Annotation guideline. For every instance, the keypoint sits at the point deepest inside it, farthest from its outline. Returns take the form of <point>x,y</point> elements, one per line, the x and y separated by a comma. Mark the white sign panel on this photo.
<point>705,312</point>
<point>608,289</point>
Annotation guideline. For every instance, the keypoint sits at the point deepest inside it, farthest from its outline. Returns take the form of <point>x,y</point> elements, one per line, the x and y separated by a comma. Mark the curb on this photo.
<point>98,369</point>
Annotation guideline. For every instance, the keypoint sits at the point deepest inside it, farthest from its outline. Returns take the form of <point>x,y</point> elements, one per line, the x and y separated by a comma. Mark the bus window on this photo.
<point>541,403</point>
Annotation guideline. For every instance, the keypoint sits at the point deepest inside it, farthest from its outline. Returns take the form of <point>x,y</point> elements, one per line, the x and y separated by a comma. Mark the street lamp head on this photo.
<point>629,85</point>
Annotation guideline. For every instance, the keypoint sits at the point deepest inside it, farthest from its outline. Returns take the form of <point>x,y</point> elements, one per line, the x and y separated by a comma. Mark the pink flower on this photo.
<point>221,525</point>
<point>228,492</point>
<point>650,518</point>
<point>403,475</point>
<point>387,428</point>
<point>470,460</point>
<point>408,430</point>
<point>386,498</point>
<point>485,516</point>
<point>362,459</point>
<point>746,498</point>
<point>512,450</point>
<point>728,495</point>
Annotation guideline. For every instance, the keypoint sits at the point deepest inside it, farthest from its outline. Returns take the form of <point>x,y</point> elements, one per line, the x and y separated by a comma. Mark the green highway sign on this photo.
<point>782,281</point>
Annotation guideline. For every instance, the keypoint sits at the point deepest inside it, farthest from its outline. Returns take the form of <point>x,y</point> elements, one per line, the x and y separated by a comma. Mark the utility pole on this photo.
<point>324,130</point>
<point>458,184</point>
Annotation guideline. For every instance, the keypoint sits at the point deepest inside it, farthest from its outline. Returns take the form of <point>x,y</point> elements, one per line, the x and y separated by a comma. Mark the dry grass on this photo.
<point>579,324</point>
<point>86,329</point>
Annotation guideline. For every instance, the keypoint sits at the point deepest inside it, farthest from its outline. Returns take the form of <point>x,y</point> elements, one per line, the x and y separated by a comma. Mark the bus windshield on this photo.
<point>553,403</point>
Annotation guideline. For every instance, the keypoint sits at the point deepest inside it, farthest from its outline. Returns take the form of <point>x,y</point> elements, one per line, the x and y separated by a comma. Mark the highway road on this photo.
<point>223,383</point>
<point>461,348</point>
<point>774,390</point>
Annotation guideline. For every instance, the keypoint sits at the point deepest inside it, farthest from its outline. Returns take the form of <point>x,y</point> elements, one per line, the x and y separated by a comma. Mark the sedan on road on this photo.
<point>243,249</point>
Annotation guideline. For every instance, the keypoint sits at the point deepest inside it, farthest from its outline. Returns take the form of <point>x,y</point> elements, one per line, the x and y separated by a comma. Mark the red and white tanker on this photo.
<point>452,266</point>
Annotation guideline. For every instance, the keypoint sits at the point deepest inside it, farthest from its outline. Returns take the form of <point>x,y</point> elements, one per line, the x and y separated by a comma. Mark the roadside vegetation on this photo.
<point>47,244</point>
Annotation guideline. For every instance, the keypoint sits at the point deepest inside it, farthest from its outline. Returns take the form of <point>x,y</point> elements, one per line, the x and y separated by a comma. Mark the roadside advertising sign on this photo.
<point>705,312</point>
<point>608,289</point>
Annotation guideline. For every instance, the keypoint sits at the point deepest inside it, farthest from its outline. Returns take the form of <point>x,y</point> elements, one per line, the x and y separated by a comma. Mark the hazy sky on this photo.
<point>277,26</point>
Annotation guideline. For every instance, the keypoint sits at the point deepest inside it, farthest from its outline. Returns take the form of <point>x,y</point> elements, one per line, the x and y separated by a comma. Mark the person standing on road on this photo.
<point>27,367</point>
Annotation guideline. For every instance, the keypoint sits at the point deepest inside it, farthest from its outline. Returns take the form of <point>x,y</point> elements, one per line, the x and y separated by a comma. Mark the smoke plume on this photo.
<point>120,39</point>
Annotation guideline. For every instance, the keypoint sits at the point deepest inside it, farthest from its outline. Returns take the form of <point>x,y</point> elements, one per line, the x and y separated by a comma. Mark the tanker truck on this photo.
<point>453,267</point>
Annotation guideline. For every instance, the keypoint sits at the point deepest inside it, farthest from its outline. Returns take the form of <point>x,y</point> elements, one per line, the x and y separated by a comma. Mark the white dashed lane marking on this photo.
::::
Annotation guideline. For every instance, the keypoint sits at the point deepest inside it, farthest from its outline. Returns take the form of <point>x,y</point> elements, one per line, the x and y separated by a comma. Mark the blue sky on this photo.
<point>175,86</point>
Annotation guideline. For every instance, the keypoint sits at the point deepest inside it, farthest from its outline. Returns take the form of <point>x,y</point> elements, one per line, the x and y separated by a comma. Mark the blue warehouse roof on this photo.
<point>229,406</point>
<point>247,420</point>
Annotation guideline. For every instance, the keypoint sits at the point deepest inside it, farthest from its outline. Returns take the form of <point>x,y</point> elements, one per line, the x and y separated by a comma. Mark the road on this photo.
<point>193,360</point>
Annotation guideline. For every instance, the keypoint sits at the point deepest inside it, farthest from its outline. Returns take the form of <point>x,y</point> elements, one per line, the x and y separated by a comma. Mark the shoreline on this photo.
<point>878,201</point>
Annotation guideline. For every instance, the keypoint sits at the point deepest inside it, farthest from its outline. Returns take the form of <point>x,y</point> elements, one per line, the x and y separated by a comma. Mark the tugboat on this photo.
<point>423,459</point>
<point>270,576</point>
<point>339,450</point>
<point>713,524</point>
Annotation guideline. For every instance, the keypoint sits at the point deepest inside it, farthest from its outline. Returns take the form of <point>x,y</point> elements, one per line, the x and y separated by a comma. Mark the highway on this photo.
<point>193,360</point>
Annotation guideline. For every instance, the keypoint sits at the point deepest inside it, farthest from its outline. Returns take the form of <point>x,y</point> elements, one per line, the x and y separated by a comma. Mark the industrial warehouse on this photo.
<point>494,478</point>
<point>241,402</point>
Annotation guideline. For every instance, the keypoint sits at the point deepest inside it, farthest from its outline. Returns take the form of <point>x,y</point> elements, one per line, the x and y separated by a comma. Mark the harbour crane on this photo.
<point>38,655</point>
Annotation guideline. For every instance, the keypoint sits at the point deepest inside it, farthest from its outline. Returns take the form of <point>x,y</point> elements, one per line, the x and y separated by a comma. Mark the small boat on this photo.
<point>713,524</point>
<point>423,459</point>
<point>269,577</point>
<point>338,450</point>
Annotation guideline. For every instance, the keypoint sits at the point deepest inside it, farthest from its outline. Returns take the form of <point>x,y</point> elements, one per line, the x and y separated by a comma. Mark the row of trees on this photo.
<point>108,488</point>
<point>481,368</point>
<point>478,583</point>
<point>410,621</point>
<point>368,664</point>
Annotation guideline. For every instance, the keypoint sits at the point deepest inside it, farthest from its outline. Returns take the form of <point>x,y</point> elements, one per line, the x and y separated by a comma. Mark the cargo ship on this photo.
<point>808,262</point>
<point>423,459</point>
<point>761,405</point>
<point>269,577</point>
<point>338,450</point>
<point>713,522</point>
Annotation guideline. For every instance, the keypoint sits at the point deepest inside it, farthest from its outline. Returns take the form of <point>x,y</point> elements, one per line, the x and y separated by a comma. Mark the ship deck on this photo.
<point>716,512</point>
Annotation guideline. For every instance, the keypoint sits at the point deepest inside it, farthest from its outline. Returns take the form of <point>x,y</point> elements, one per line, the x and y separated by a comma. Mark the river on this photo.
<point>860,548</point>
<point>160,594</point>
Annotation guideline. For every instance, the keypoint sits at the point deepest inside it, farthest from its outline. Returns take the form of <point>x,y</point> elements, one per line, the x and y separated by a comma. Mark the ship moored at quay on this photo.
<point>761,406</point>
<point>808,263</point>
::::
What to work on:
From the line holding "standing on road on this photo." to the line holding "marking on this photo.", inclusive, restate each line above exactly as written.

Worked solution:
Annotation guideline. For every instance, the keypoint sits at the point deepest inside it, farthest from its outline. Returns take the form of <point>x,y</point> elements, one per line, the x and y separated by a comma. Mark the person standing on road on this photo.
<point>27,367</point>
Annotation guideline. For every instance, the keypoint sits at the point deepest inside it, farthest from its outline. Returns take the form of <point>x,y</point> elements, one per line, the x and y separated by a comma. Mark the smoke plume on this photo.
<point>120,39</point>
Annotation guideline. For every instance, the keypoint sits at the point deepest inside it, farthest from its outline. Returns take the form of <point>x,y</point> elements, one per line, the x and y separated by a comma. Mark the tanker truck on this photo.
<point>453,267</point>
Annotation guideline. For every instance, the keypoint sits at the point deepest inside it, farthest from its outline. Returns take the form of <point>x,y</point> elements, one per line, the x and y separated by a comma. Mark the white dashed lane marking on this photo.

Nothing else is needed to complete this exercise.